◆ TASK A
Answer these questions about the Wikimedia mailing list text:
(i) What does the text call "our most precious commodity"?
(ii) How many main sections does George Herbert say his analysis and argument contain?
(iii) Besides a vision statement, what else does George Herbert say Lila's ED statement is?
◆ TASK B
Write the next part of the Wikimedia mailing list text, starting after its last sentence.

◆ TEXT SEGMENT
This has not been easy.
In practice this means I demanded that we set standards for staff communication with our community to be professional and respectful. It meant transitioning people, shutting down pet projects, promoting some but not others, demanding goals and results to get funding. This level of change is necessary to set up our organization to address the challenges of the next decade.
All of this means stepping away from our comfort zones to create capacity for building programs and technologies that will support us in the future. It is a demanding and difficult task to perform an organizational change at this scale and speed.
I believe that in order to successfully serve our community and humanity, the WMF has deliver best-of class technology and professional support for community. This will ensure we are delivering significant impact to volunteer editors and opening avenues for new types of contributions. This requires that we choose the route of technical excellence for the WMF with support and encouragement from our community partners. Without this empowerment, the WMF will not succeed.
The world is not standing still. It will not wait for us to finish our internal battles and struggles. Time is our most precious commodity.
Lila _______________________________________________ Wikimedia-l mailing list, guidelines at: https://meta.wikimedia.org/wiki/Mailing_lists/Guidelines New messages to: Wikimedia-l@lists.wikimedia.org Unsubscribe: https://lists.wikimedia.org/mailman/listinfo/wikimedia-l, mailto:wikimedia-l-request@lists.wikimedia.org?subject=unsubscribe
Le 22/02/16 11:03, George Herbert a écrit :
I have been letting Lila's mail stew in my brain for a little while, and I am going to respond now having had time to think it over.
I apologize in advance for the length. There are three main sections to my analysis and argument, and then some concluding points and implications.
First - the good. I believe most here should agree that the Wikipedia movement, communities, projects all have had and have today major challenges. An immense good is done by what we have all communally built, but there are things wrong we haven't fixed.
Lila's ED statement lays out a subset of the total problems, effectively briefly explains her reasoning on why they are problematic, and forms a vision statement for engaging with fixing them. It's a vision statement and a call to action, and contains the kind of leadership we need.
One can quibble about the set of problems to focus on or priorities, long and short term goals. I am sure people will. But the Foundation needs a leadership vision like this. It can evolve over time, but we should think in these terms.

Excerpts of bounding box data
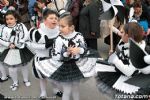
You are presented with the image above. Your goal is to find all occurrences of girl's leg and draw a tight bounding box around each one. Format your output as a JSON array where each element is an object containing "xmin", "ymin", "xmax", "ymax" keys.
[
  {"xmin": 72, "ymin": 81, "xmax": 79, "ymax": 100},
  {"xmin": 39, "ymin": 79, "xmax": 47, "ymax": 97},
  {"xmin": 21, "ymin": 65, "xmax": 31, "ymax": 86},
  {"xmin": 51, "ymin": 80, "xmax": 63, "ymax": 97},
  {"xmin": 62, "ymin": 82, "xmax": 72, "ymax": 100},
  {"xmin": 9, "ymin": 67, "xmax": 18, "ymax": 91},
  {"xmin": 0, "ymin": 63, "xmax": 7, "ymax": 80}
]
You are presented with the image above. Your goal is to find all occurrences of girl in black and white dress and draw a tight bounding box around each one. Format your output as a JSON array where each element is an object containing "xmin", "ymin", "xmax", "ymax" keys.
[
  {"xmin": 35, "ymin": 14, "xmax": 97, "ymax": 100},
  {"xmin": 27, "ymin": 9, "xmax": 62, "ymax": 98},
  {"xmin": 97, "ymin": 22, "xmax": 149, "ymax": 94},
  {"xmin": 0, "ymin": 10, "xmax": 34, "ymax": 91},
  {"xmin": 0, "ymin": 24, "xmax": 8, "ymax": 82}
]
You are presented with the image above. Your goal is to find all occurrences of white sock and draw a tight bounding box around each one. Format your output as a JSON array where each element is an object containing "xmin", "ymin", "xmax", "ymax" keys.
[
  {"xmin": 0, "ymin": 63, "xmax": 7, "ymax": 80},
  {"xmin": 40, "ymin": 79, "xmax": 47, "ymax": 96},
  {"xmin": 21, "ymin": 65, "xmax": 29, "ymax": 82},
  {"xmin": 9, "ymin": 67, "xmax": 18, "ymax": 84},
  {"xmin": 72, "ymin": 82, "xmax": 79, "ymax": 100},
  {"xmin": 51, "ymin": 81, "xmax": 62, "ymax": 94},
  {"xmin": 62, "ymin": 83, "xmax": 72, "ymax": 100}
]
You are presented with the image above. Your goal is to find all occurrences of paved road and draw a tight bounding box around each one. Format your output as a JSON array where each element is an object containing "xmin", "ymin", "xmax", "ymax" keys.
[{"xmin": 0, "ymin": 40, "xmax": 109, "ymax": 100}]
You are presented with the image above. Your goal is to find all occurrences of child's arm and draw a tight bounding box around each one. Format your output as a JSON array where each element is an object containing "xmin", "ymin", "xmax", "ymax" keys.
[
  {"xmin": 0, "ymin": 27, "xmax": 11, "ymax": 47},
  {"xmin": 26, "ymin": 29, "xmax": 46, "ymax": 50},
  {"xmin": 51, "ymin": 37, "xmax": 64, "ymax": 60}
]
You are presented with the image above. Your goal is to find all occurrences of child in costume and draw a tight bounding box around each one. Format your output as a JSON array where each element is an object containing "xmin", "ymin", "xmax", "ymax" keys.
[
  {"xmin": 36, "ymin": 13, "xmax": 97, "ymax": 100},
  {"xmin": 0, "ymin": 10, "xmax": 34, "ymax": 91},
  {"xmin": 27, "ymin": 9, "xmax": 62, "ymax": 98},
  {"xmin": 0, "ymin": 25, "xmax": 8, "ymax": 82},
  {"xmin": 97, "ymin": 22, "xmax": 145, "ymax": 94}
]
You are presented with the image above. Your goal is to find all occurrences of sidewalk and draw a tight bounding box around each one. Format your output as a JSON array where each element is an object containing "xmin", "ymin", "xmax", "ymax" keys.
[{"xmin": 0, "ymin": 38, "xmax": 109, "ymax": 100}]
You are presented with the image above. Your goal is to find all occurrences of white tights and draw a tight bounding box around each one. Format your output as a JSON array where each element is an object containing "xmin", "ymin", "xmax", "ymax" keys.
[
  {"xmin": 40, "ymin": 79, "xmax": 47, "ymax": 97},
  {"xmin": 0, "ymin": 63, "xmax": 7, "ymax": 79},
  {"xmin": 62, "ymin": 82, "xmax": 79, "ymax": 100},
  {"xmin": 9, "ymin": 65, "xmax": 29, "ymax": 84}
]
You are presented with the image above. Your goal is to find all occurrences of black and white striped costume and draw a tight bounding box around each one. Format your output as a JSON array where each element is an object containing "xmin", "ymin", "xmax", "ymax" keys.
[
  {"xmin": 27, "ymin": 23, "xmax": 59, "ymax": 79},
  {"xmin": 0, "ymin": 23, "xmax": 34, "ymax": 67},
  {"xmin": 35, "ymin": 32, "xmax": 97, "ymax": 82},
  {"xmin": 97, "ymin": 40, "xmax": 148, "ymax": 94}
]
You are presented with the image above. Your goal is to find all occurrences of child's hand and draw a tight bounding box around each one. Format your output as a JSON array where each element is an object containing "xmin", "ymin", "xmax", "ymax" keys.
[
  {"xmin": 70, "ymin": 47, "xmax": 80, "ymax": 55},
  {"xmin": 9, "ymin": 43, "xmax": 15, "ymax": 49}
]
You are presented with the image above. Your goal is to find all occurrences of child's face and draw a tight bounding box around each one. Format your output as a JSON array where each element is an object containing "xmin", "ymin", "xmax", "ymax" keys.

◆ FINAL ANSWER A
(i) Time.
(ii) Three.
(iii) A call to action.

◆ FINAL ANSWER B
Second - I want to focus now on this section to explain what I see as having gone wrong.
Quoting Lila:
In practice this means I demanded that we set standards for staff communication with our community to be professional and respectful. It meant transitioning people, shutting down pet projects, promoting some but not others, demanding goals and results to get funding. This level of change is necessary to set up our organization to address the challenges of the next decade.
All of this means stepping away from our comfort zones to create capacity for building programs and technologies that will support us in the future. It is a demanding and difficult task to perform an organizational change at this scale and speed.
For context:
I am an IT industry technical consultant in the San Francisco Bay Area with well over 20 years experience and 18 of those consulting. I have literally seen the insides of 100 organizations big and small.
Many of those organizations were broken or failing, and needed serious reform to succeed. I've seen and participated in a number of restructurings, including helping plan some. These things are sometimes necessary.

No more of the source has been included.